_PROBLEM TO SOLVE_: Repeat every line of the data exactly; the pictures stay out.

-------- SOURCE MATERIAL --------

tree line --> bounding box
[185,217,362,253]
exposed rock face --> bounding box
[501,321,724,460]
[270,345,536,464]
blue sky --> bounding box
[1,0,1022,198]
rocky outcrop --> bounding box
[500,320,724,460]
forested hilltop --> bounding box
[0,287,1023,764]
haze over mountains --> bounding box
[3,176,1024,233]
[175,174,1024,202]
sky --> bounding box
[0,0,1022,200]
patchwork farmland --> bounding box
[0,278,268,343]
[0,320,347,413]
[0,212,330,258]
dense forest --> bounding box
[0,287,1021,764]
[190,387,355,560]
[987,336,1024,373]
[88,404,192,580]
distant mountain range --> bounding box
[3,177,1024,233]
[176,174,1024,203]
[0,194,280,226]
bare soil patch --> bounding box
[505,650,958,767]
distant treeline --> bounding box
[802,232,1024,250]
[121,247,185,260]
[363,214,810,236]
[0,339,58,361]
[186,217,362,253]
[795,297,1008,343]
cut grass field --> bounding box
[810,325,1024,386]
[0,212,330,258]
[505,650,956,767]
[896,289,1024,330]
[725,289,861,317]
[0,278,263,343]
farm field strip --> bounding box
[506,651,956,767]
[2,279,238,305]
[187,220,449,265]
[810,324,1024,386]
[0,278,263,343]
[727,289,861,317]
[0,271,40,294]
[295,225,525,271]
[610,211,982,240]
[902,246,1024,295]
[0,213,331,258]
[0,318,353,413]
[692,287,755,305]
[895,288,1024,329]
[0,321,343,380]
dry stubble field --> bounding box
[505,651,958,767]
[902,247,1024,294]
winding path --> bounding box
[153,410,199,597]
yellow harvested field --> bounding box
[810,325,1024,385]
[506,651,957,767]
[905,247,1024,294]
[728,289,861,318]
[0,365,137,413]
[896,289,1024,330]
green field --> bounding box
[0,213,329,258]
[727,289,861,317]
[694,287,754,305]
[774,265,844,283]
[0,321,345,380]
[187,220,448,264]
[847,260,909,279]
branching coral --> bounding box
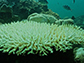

--------

_RESPONSE TO THE TASK_:
tree line --> bounding box
[185,217,362,253]
exposed rock face --> bounding box
[501,321,724,460]
[270,345,536,464]
blue sky --> bounding box
[1,0,1022,198]
rocky outcrop --> bounding box
[500,320,724,460]
forested hilltop --> bounding box
[0,287,1023,764]
haze over mountains --> bounding box
[3,176,1024,233]
[175,174,1024,202]
sky --> bounding box
[0,0,1022,200]
patchwork farmland --> bounding box
[0,278,268,343]
[0,320,347,413]
[0,212,330,258]
dense forest --> bounding box
[0,287,1021,764]
[190,387,355,560]
[987,336,1024,373]
[88,404,192,580]
distant mountain range --> bounding box
[3,177,1024,233]
[176,174,1024,203]
[0,194,280,226]
bare soil patch --> bounding box
[505,650,958,767]
distant treeline --> bounding box
[802,232,1024,250]
[121,247,185,260]
[363,214,810,236]
[0,339,58,361]
[186,217,362,253]
[795,297,1008,343]
cut grass field --> bounding box
[810,325,1024,386]
[0,212,330,258]
[505,650,956,767]
[896,289,1024,330]
[725,289,861,317]
[0,278,263,343]
farm field strip --> bounding box
[506,651,956,767]
[2,279,238,305]
[187,220,449,265]
[810,324,1024,386]
[0,278,263,343]
[727,289,861,317]
[0,271,40,294]
[295,225,525,271]
[610,211,982,240]
[902,246,1024,295]
[0,213,331,258]
[0,318,353,413]
[692,287,755,305]
[895,288,1024,329]
[0,321,343,380]
dry stubble field --> bounding box
[505,651,958,767]
[902,247,1024,294]
winding path --> bounding box
[153,410,199,597]
yellow harvested field --> bounding box
[810,325,1024,385]
[506,651,957,767]
[905,247,1024,294]
[728,289,861,318]
[0,365,137,413]
[896,289,1024,330]
green field --> bounding box
[0,213,329,258]
[727,289,861,317]
[694,287,754,305]
[774,265,844,283]
[0,321,345,380]
[187,220,448,264]
[847,260,909,279]
branching coral --> bounding box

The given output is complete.